EXCERPTED PASSAGE:
Children in the U.S. die every year from heatstroke after being left in a hot car, and this year we are asking you to help us share the message to “Look Before You Lock.” This is the fourth year of the “Look Before You Lock” campaign and once again Treasure Valley agencies and businesses are teaming up to remind everyone that it’s dangerous to leave kids, pets, and vulnerable loved ones inside cars.
“Heatstroke happens when the child’s body is unable to cool itself quickly enough and neurologic symptoms begin,” explained St. Luke’s Children’s Medical Director and Emergency Physician Dr. Kenny Bramwell. “A child’s body heats up three-to-five times faster than an adult. If the temperature elevation continues unabated, major organs begin to shut down and permanent brain or neurological injury can happen. When those excessive body temperatures are prolonged, the child can die. Sadly, it doesn’t take long for children to get that hot.”
“Responding to these calls is something that a first responder never wants to see. We want this message out there so that it is on everyone’s mind, every day. This is something that is preventable, by taking a moment to look before you lock,” said Ada County Paramedics Chief Shawn Rayne.
In Idaho, nine children since 1995 have died from heatstroke after being left in a car, and many of those were on days you would not consider to be “hot.” The inside of a car heats up fast even with the windows cracked. When it’s 75 outside, it can reach up to 94 degrees inside a car within ten short minutes, and 109 degrees in 30 minutes.
"Last year, the Idaho Humane Society responded to 408 calls of pets locked in hot cars right here in the Treasure Valley. Unfortunately, pets die each year in hot vehicles or live with long-lasting health consequences from suffering in hot cars. Please set your pet up for success by leaving them at home or finding alternative arrangements," relayed Kristine Schellhaas, public relations manager for the Idaho Humane Society.
In most cases when an individual or pet is left in a hot car, it’s an accident. Even the best of parents or caregivers can unknowingly leave a sleeping baby in a car. As part of the “Look Before You Lock” campaign, businesses in Ada and Canyon County will display posters on their front doors and St. Luke’s Children’s Hospital is handing out window clings to new parents. This year Kevin and Brenda from 101.9 The Bull are also partnering with us to share the Look Before You Lock message throughout the summer.

ABOUT THIS EXERCISE: Keep writing the "Look Before You Lock" hot-car safety piece, starting right after its last sentence.

SUPPLIED DATA:
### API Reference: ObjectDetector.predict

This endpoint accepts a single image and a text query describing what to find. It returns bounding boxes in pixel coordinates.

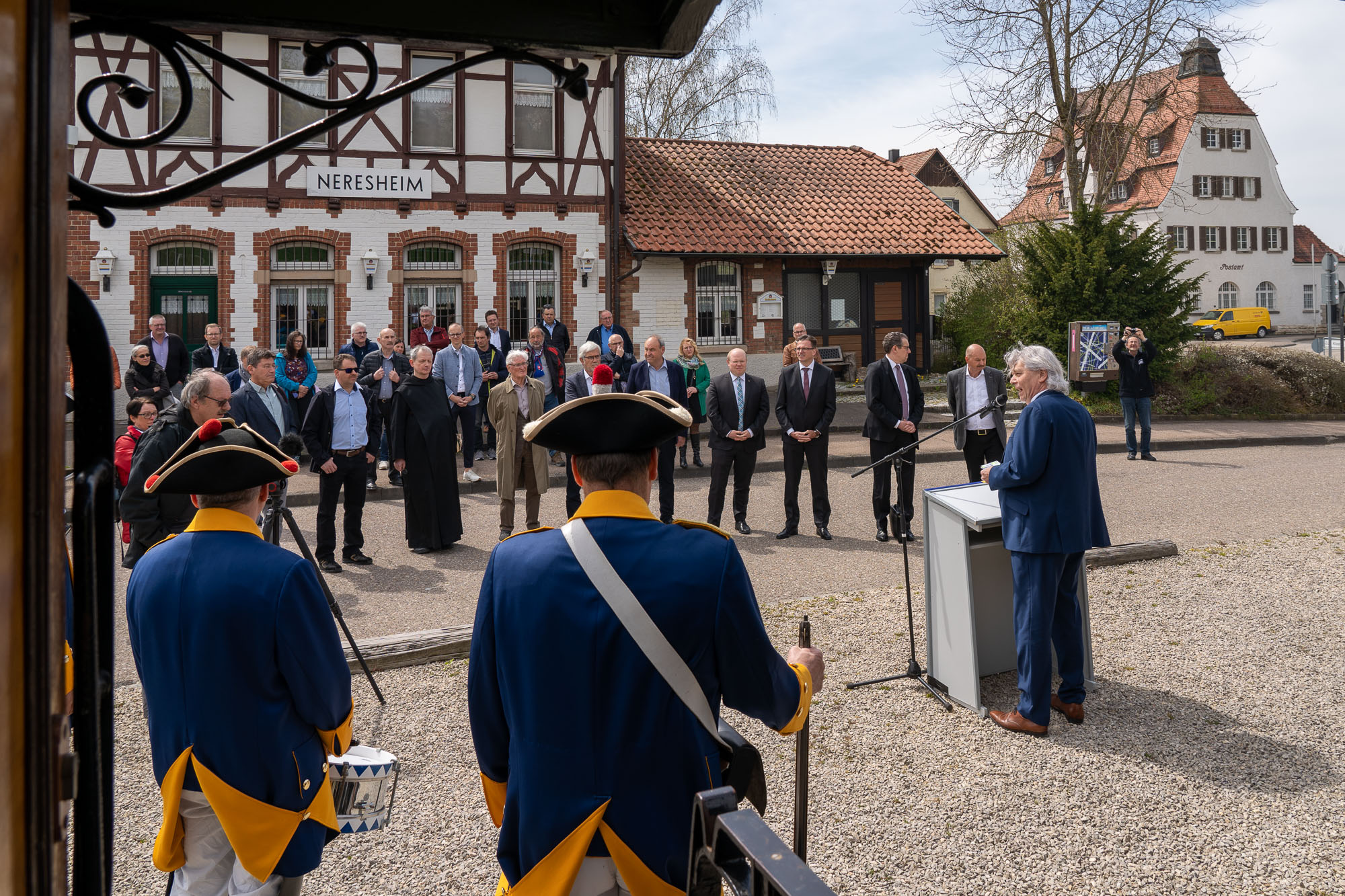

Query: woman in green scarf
[677,336,710,470]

REPLY:
“If we all remember to share this reminder throughout the warm spring and summer months, who knows the lives we will save,” said Ed Fritz with the Boise Police Crime Prevention unit.
How you can help!
- Download a flyer to hang in the front door of your business
- Come to the Meridian or Boise Police Department and pick up a Look Before You Lock window cling to put in your car.
- You can click this link https://www.instagram.com/ar/263798165482342
or go to the Boise Police Department Instagram page and check out our stories or the “Filter” highlight to learn how to use it.
Other tips for protecting your family
- Never leave a child in an unattended car, even with the windows down.
- Check to make sure all children leave the car when you reach your destination.
- Don't overlook sleeping infants.
- Teach children not to play in or around cars.
- Keep car keys out of reach and sight.
- Always lock car doors and trunks, especially when parked in the driveway or near the home.
- Keep rear fold-down seats closed to help prevent kids from getting into the trunk from inside the car.
- Be wary of child-resistant locks. Teach older children how to disable the driver's door locks if they unintentionally become entrapped in a motor vehicle.
- Contact your automobile dealership about getting your vehicle retrofitted with a trunk release mechanism.